▶ **Source data**:

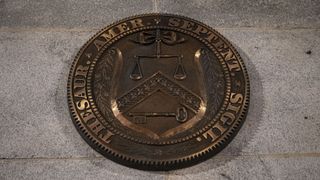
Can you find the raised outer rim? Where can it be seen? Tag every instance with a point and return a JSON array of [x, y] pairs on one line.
[[223, 141]]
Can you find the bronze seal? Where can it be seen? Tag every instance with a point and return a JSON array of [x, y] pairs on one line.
[[158, 92]]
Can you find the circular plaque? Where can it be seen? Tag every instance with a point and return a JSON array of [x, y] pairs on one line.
[[158, 92]]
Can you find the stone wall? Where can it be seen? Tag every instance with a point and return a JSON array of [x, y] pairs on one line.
[[278, 40]]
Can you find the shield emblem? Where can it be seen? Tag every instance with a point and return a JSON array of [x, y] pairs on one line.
[[158, 85]]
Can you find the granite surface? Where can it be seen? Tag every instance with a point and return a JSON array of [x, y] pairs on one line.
[[279, 42]]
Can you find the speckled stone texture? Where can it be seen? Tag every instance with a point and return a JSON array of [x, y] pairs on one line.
[[279, 42]]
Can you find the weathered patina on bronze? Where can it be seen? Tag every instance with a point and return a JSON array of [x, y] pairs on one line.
[[158, 92]]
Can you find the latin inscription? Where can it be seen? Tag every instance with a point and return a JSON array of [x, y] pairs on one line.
[[83, 106]]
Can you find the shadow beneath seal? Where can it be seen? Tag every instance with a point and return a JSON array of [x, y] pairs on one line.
[[246, 133]]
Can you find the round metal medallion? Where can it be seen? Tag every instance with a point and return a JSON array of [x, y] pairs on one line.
[[158, 92]]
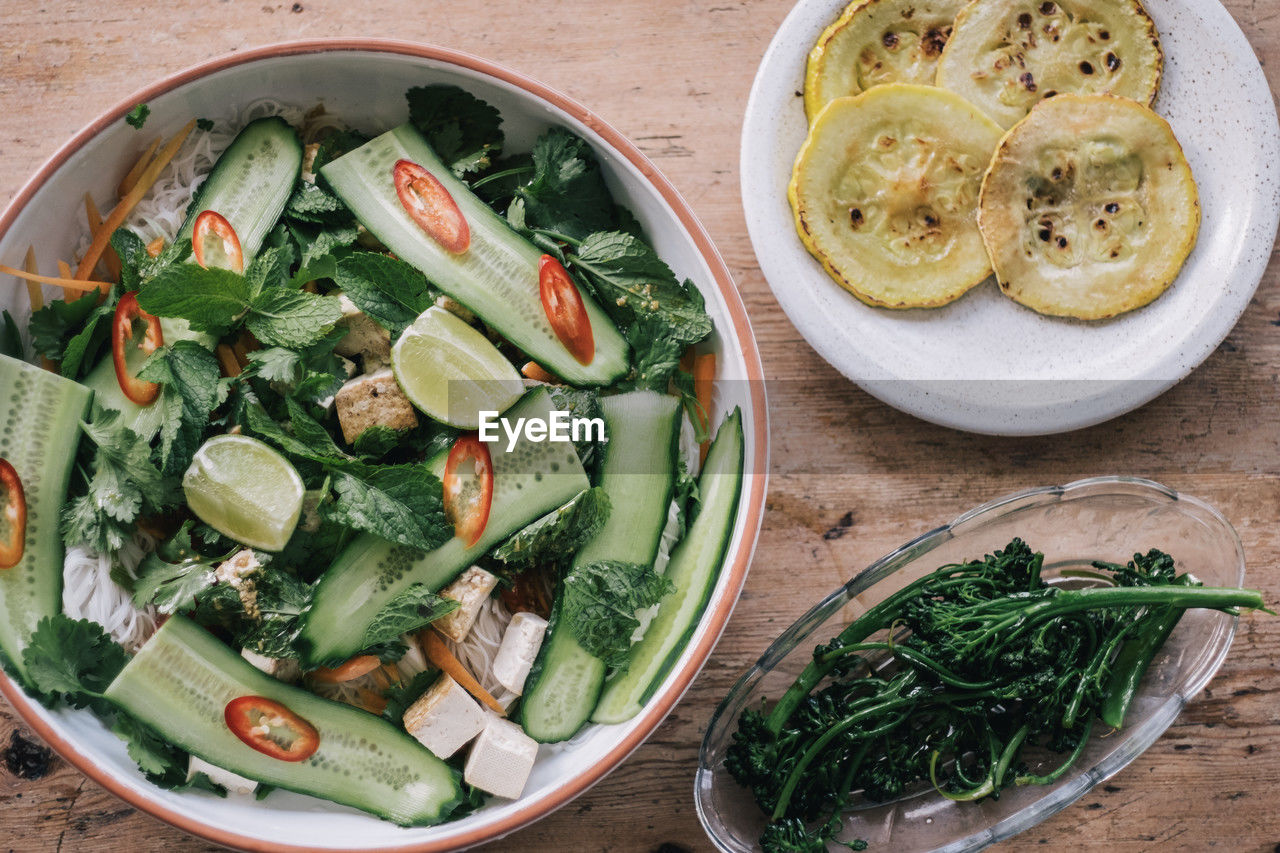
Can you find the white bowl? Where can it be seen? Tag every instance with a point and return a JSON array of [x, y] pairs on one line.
[[364, 81], [986, 364]]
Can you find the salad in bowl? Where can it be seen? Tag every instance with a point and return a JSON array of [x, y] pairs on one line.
[[378, 461]]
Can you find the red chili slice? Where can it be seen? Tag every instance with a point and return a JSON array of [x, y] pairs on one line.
[[272, 729], [432, 206], [469, 488], [127, 314], [215, 243], [565, 309], [13, 516]]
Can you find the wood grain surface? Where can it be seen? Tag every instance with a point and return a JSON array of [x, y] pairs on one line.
[[851, 478]]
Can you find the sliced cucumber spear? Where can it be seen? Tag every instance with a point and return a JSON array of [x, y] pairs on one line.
[[530, 480], [694, 568], [497, 277], [251, 182], [638, 474], [181, 682], [39, 433]]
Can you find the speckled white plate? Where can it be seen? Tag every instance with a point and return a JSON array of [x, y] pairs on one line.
[[984, 363]]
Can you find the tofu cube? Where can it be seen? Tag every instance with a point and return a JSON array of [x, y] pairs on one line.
[[373, 400], [444, 719], [470, 589], [233, 783], [520, 644], [280, 669], [364, 338], [501, 758]]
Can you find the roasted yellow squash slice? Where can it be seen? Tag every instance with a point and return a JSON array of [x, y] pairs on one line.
[[878, 41], [1088, 208], [1008, 55], [885, 194]]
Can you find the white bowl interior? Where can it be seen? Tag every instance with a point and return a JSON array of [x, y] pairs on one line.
[[366, 90], [984, 363]]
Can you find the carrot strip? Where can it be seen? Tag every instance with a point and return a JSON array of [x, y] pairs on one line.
[[135, 173], [110, 260], [228, 361], [128, 203], [352, 669], [704, 374], [33, 292], [535, 372], [65, 283], [440, 656]]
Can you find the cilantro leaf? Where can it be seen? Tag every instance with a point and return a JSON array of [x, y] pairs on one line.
[[191, 388], [462, 129], [10, 338], [137, 117], [385, 288], [398, 502], [406, 612], [292, 319], [600, 601], [211, 300], [73, 660], [123, 484], [558, 534], [55, 324]]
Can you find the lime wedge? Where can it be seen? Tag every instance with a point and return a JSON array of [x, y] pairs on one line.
[[245, 489], [451, 372]]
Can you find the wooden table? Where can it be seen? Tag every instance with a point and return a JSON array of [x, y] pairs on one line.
[[675, 77]]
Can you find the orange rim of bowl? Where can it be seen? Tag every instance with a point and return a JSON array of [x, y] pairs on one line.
[[755, 463]]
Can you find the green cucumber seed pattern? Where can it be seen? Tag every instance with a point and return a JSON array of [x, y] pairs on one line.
[[39, 434]]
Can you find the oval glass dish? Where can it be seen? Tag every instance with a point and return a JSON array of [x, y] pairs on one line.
[[1096, 519]]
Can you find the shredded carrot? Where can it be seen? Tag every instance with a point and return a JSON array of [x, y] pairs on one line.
[[371, 702], [704, 374], [65, 283], [228, 361], [110, 260], [129, 201], [131, 178], [33, 292], [535, 372], [440, 656], [352, 669]]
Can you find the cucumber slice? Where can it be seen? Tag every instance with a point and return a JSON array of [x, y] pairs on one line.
[[497, 277], [530, 480], [181, 682], [39, 436], [639, 474], [694, 566], [251, 182]]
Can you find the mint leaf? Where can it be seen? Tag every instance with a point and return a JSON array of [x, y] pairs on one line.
[[407, 612], [600, 601], [398, 502], [464, 131], [137, 117], [558, 534], [292, 319], [191, 388], [210, 300], [385, 288], [73, 660]]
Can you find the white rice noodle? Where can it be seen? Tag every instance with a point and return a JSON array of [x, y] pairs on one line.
[[480, 646], [88, 592]]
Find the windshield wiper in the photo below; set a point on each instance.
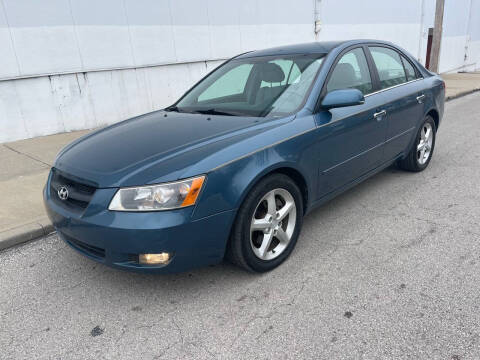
(212, 112)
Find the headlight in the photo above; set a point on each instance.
(158, 197)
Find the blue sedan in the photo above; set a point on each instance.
(232, 167)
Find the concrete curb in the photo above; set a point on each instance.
(24, 233)
(43, 227)
(460, 94)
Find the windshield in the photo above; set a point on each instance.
(258, 86)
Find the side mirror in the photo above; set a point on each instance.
(342, 98)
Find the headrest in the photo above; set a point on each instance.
(270, 72)
(343, 76)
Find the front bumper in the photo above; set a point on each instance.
(116, 238)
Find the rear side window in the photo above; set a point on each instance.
(389, 66)
(409, 69)
(351, 72)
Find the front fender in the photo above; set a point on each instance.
(228, 185)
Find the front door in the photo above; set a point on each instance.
(350, 139)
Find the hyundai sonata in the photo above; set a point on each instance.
(233, 166)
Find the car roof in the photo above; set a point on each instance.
(322, 47)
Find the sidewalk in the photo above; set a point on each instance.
(25, 165)
(460, 84)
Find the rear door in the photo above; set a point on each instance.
(350, 139)
(401, 89)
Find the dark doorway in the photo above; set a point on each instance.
(429, 47)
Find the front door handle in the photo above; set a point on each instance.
(380, 115)
(420, 98)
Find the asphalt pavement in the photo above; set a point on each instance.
(388, 270)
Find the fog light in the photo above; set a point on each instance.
(154, 259)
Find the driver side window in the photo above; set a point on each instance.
(351, 72)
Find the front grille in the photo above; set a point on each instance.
(86, 248)
(79, 194)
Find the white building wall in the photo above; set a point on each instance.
(77, 64)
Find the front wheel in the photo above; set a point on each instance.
(267, 225)
(422, 150)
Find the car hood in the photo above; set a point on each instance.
(154, 147)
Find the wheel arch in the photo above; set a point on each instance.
(436, 117)
(286, 169)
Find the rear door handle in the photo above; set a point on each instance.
(379, 115)
(420, 98)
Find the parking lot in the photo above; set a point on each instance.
(390, 269)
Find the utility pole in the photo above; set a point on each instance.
(437, 36)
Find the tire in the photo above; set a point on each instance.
(248, 246)
(416, 160)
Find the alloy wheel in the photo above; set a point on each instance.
(273, 224)
(424, 147)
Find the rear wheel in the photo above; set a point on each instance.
(422, 150)
(267, 225)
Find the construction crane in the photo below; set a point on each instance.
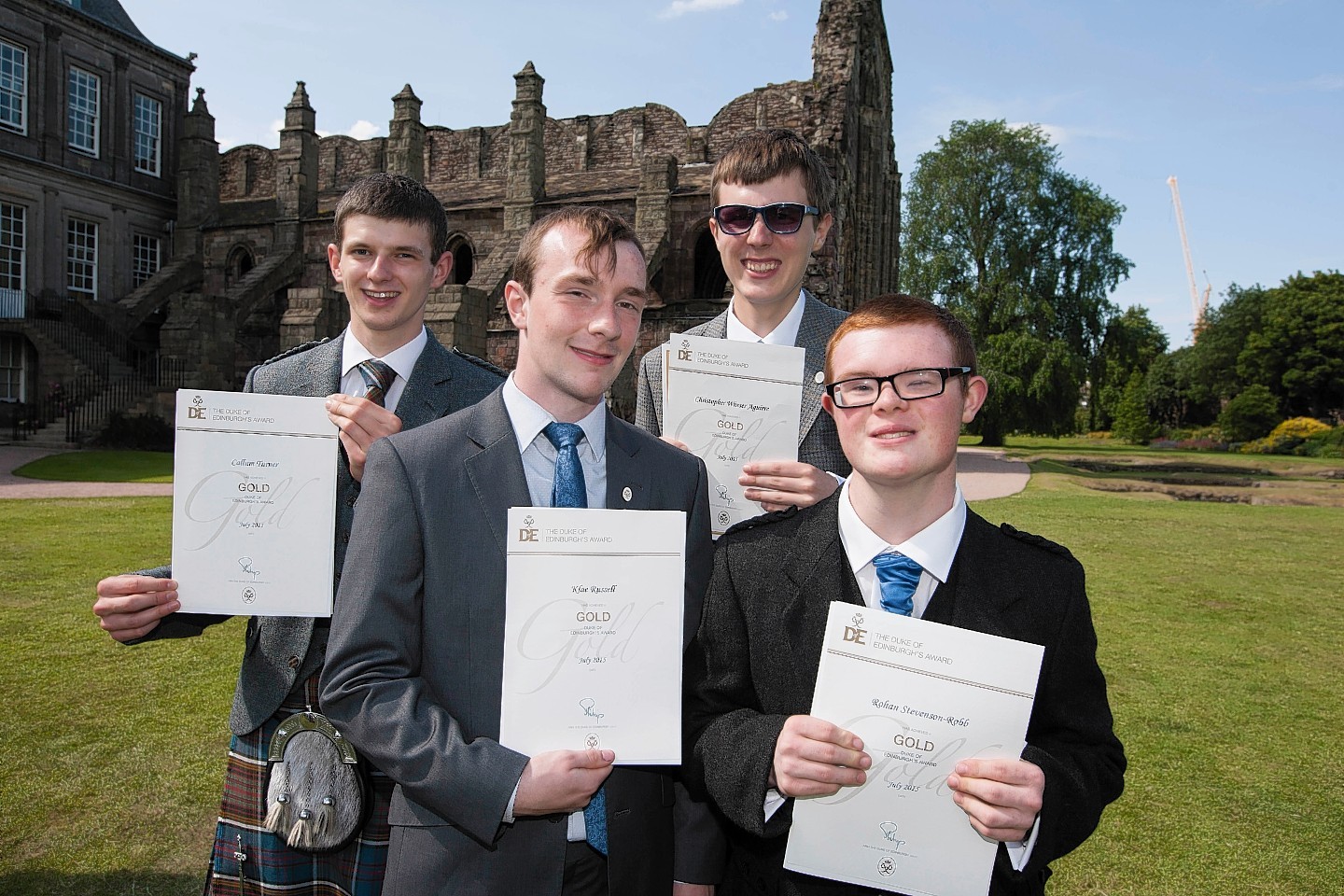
(1197, 302)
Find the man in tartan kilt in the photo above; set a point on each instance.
(390, 251)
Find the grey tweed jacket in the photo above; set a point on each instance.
(281, 651)
(819, 443)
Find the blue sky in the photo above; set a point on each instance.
(1242, 100)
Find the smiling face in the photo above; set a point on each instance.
(577, 326)
(387, 273)
(897, 443)
(765, 268)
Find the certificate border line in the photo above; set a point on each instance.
(300, 436)
(931, 675)
(736, 376)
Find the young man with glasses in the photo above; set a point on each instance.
(772, 199)
(901, 385)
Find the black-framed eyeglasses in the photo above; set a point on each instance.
(910, 385)
(781, 217)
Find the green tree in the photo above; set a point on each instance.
(1250, 415)
(1298, 348)
(1133, 422)
(1130, 345)
(1023, 253)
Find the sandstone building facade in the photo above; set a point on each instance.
(249, 273)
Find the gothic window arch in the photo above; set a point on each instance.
(464, 259)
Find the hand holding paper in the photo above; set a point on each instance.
(815, 758)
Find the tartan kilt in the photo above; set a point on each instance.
(269, 865)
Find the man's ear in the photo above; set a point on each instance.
(515, 301)
(973, 397)
(823, 230)
(442, 268)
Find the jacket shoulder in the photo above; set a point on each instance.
(297, 349)
(479, 361)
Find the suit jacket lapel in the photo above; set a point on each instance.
(427, 395)
(497, 470)
(623, 471)
(818, 574)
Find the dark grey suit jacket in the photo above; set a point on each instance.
(280, 651)
(754, 664)
(819, 443)
(414, 670)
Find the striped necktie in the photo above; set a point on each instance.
(568, 489)
(378, 379)
(898, 577)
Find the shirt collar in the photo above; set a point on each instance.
(399, 359)
(787, 333)
(933, 547)
(530, 418)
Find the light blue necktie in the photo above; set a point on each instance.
(378, 378)
(568, 489)
(898, 577)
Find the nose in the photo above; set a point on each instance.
(381, 268)
(760, 234)
(888, 397)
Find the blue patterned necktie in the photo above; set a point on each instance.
(898, 577)
(378, 379)
(568, 489)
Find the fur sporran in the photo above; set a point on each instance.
(317, 797)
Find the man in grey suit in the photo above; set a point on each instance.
(901, 383)
(390, 251)
(772, 199)
(415, 661)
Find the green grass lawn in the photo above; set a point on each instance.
(101, 467)
(1221, 629)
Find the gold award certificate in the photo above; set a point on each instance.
(254, 504)
(593, 633)
(733, 402)
(921, 696)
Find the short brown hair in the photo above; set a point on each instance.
(605, 230)
(775, 152)
(394, 198)
(895, 309)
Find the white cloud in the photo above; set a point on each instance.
(363, 129)
(681, 7)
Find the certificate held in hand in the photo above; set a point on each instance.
(254, 504)
(593, 633)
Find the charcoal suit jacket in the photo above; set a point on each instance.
(414, 668)
(280, 651)
(819, 443)
(754, 663)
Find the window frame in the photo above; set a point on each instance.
(21, 91)
(155, 137)
(77, 106)
(91, 239)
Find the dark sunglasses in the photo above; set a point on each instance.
(781, 217)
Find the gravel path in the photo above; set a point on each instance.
(983, 473)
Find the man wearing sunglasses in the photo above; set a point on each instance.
(901, 385)
(772, 199)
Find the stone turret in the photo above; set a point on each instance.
(198, 175)
(296, 160)
(406, 136)
(525, 184)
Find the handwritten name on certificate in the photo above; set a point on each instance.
(593, 633)
(921, 696)
(732, 402)
(254, 504)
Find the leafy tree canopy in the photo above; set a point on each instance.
(1023, 253)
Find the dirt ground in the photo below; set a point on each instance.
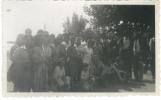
(147, 85)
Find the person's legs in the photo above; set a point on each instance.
(153, 67)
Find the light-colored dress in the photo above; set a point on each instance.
(41, 57)
(19, 71)
(59, 76)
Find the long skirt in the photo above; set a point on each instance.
(41, 78)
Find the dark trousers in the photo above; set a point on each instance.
(138, 68)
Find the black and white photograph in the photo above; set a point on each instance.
(72, 47)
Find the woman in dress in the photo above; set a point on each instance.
(19, 72)
(41, 58)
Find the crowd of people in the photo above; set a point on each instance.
(44, 62)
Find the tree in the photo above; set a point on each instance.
(76, 25)
(107, 15)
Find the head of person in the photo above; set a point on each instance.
(38, 38)
(78, 43)
(51, 38)
(85, 67)
(72, 41)
(90, 43)
(20, 40)
(45, 37)
(28, 32)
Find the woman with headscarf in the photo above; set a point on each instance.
(19, 72)
(41, 59)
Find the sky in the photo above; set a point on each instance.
(18, 16)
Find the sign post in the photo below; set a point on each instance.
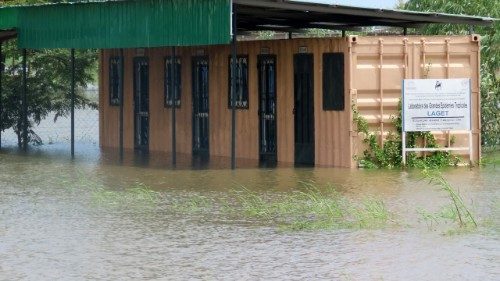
(436, 105)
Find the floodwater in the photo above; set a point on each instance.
(52, 228)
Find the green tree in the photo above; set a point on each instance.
(48, 83)
(490, 53)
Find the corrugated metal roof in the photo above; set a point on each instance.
(264, 14)
(155, 23)
(120, 24)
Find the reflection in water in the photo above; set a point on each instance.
(51, 228)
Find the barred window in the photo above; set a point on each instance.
(115, 80)
(175, 95)
(241, 76)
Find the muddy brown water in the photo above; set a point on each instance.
(52, 229)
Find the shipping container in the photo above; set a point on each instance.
(300, 95)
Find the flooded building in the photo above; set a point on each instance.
(174, 78)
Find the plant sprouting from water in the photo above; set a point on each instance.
(457, 211)
(314, 208)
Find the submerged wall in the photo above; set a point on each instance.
(379, 64)
(331, 127)
(374, 69)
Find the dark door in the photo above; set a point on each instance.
(267, 108)
(141, 103)
(304, 109)
(200, 106)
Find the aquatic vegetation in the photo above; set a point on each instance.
(314, 208)
(491, 157)
(138, 194)
(192, 204)
(456, 211)
(389, 155)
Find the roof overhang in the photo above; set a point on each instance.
(263, 14)
(7, 35)
(156, 23)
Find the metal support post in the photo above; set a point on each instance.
(173, 88)
(2, 65)
(24, 100)
(72, 103)
(120, 92)
(233, 91)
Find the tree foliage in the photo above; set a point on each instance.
(48, 86)
(490, 53)
(48, 83)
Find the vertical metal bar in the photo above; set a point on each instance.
(403, 149)
(24, 100)
(173, 88)
(233, 91)
(381, 91)
(72, 103)
(120, 92)
(471, 157)
(1, 109)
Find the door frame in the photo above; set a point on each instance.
(268, 157)
(312, 130)
(144, 148)
(195, 59)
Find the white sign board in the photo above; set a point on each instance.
(436, 105)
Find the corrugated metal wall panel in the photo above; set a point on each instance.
(379, 64)
(8, 18)
(125, 24)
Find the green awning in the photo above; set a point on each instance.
(120, 24)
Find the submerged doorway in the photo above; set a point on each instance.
(141, 104)
(304, 109)
(200, 106)
(267, 108)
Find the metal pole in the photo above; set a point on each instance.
(24, 100)
(233, 92)
(120, 92)
(173, 88)
(1, 73)
(72, 103)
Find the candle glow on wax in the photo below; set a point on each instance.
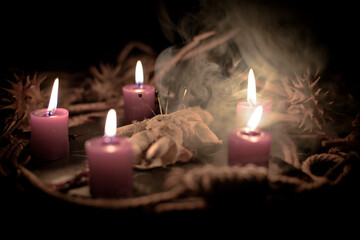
(53, 98)
(139, 98)
(139, 74)
(110, 124)
(249, 145)
(110, 161)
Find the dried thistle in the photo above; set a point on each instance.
(307, 102)
(24, 96)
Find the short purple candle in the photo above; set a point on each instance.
(110, 160)
(139, 99)
(248, 145)
(49, 134)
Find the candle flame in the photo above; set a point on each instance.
(255, 118)
(139, 74)
(110, 124)
(53, 98)
(251, 93)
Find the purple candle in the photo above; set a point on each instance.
(139, 99)
(49, 129)
(244, 109)
(110, 160)
(248, 145)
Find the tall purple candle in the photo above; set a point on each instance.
(49, 130)
(110, 160)
(139, 99)
(248, 145)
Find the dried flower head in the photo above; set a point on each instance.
(307, 101)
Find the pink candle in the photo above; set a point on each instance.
(244, 109)
(49, 130)
(139, 99)
(110, 162)
(248, 145)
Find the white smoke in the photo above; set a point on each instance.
(268, 39)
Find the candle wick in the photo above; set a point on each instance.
(158, 96)
(167, 102)
(251, 102)
(183, 99)
(146, 104)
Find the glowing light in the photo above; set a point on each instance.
(53, 98)
(251, 93)
(110, 124)
(139, 74)
(255, 118)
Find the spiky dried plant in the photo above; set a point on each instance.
(307, 102)
(24, 95)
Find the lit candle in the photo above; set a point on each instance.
(49, 129)
(139, 98)
(249, 145)
(245, 108)
(110, 162)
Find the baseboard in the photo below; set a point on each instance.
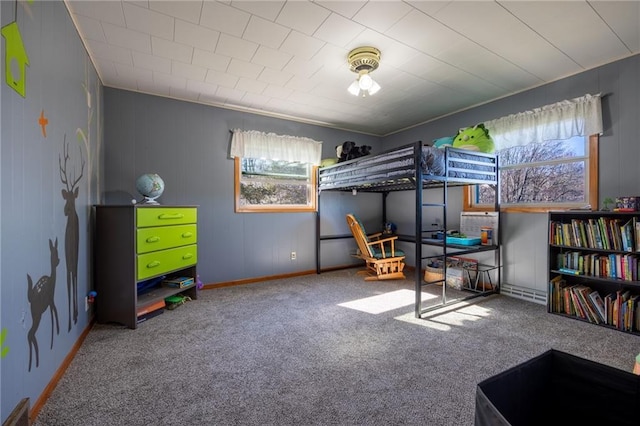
(20, 415)
(221, 284)
(46, 393)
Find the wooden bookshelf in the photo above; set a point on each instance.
(593, 267)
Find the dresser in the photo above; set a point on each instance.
(135, 246)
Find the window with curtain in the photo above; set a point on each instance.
(548, 158)
(274, 173)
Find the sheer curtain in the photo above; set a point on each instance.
(254, 144)
(575, 117)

▶ **What you need to do**: Exactly those lines that run from the line holding "Find the white smoke" to the end of the listing above, both included, are to be reproduced, with pictures left out.

▶ **Full output**:
Find the white smoke in the photo above; set a point on each instance.
(268, 39)
Find the candle wick in the photo above; set a point on each instance.
(158, 96)
(167, 102)
(251, 102)
(183, 99)
(146, 104)
Find the glowing light in the photo above; set a point on each instance.
(53, 98)
(251, 93)
(110, 124)
(139, 74)
(255, 118)
Find the spiky dried plant in the photo above; set a point on each instance.
(307, 102)
(24, 95)
Find the lit candle in the photo above; set a point on each instance.
(49, 129)
(139, 98)
(249, 145)
(245, 108)
(110, 162)
Find the baseboard in the photo below; set a point on each instance.
(20, 415)
(221, 284)
(46, 393)
Find the wooden bookshelf in the photo above; set a point on each instance.
(593, 267)
Find the dresser in the photo above; set a point on each instance.
(135, 246)
Find the window with curtain in the photo above; set a point on each instance.
(548, 158)
(274, 173)
Find the sheer curtain in the photo above; set a point on each instance.
(254, 144)
(575, 117)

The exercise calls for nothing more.